- [What you need to do]:
a. Reproduce the passage of the compensation note covering everything from "On July 1, 2005, the" down to "to cash payments.", substituting "strike price" for "exercise price".
b. Using the compensation note, answer the following:
(i) What amount was charged to income for unit-based compensation cost during the nine months ended September 30, 2007?
(ii) In which month and year did the Board of Directors approve the new compensation plan?
(iii) How many rights granted to employees were outstanding as of September 30, 2007?
c. Extend the compensation note beyond its final sentence.

- [Text block]:
--- Begin ---

During the nine months ended September 30, 2007, $2,723,000 (2006 - 2,969,000) was charged to income in respect of unit-based compensation cost. These charges comprise amortization of the fair value of Trust unit rights and also include $233,000 relating to compensation costs under the new Long Term Incentive Plan (LTIP).

In June 2007, the Board of Directors approved a new compensation plan that would better suit the employee base of the Trust and be more comparable with the standard industry compensation framework for a trust of this size. As part of the change to the compensation arrangements, the new LTIP will provide for employees to be granted deemed units based on individual and corporate performance, which vest over a three year performance period. At the time of vesting, the deemed units are settled in cash and include the accumulated distributions over the three year period which are reinvested to purchase additional units. The LTIP has two components namely: (1) Restricted Trust Units (RTUs) and (2) Performance Trust Units (PTUs). The RTUs granted vest one third annually over the three year period. The PTUs will vest at the end of the three year period dependent upon certain performance levels being achieved, as vesting can range from 0-200% of the units granted. The Board reserves the right to change the LTIP from a unit grant with a cash settlement program to a grant of units from Treasury, which is subject to unitholder approval. The LTIP does not replace the existing unit based compensation plan.

On July 1, 2005, the Trust introduced its Trust Unit Rights Incentive Plan (the "Plan"). The Trust has granted 2,088,717 (Note 8(c)) rights to employees which are outstanding as of September 30, 2007. The rights vest over three years, expire five years from the date of grant and have an exercise price that declines by the amount of distributions paid per Trust unit. Under the terms of the Plan employees are not entitled to cash payments.

--- End ---

- [Given information]:
--- Begin ---

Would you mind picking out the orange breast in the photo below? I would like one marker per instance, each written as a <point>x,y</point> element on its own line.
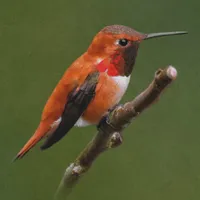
<point>105,98</point>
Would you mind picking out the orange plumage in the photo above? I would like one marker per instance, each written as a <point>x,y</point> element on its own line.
<point>112,52</point>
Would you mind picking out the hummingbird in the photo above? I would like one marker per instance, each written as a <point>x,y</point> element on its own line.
<point>112,53</point>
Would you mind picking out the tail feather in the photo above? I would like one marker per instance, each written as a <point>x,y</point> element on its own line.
<point>38,135</point>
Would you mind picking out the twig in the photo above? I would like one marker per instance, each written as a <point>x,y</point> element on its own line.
<point>110,132</point>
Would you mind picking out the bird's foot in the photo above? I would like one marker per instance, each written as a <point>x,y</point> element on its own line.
<point>104,119</point>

--- End ---

- [Answers to the exercises]:
a.
On July 1, 2005, the Trust introduced its Trust Unit Rights Incentive Plan (the "Plan"). The Trust has granted 2,088,717 (Note 8(c)) rights to employees which are outstanding as of September 30, 2007. The rights vest over three years, expire five years from the date of grant and have an strike price that declines by the amount of distributions paid per Trust unit. Under the terms of the Plan employees are not entitled to cash payments.

b.
(i) $2,723,000
(ii) June 2007
(iii) 2,088,717

c.
Nine months ended
Unit-based compensation ($ thousands) September 30, 2007
----------------------------------------------------------------------------
Amortization of fair value 2,489

Contributed surplus
----------------------------------------------------------------------------
Balance, beginning of period 6,081
Amortization of fair value 2,489
----------------------------------------------------------------------------
Balance, end of period 8,570
----------------------------------------------------------------------------
----------------------------------------------------------------------------


The fair value of each right granted was estimated on the date of the grant using the Black-Scholes option pricing model with the following weighted average assumptions for the period to date:



2007 2006
----------------------------------------------------------------------------
Fair value per right $ 4.69 $ 4.70
Risk-free rate 4.5% 3.9%
Expected life 5 years 5 years
Expected forfeitures 13.5% 10.0%
Expected volatility 52.0% 22.0%
Dividend yield $ 1.02 $ 1.38
----------------------------------------------------------------------------


10. TAXES

In June 2007, the Government of Canada enacted new legislation as Bill C-52 received Royal Assent, which will tax publicly traded income trusts. The new 31.5% tax which will be applied to income distributions, is not expected to apply to the Trust until January 1, 2011. Due to the uncertainty as to when the Trust will substantially be able to utilize the income tax pools, the Trust has taken a valuation allowance equivalent to the amount of the estimated future income tax recovery adjustment.

The future income tax provision for the nine months ended September 30, 2007 was a recovery of $8,705,000, compared to a recovery of $4,121,000 in 2006.

Income tax pools are estimated to be $487,000,000 which is available for deduction against future taxable income.

The tax returns for all prior years are still open and may be subject to tax audit review in the future.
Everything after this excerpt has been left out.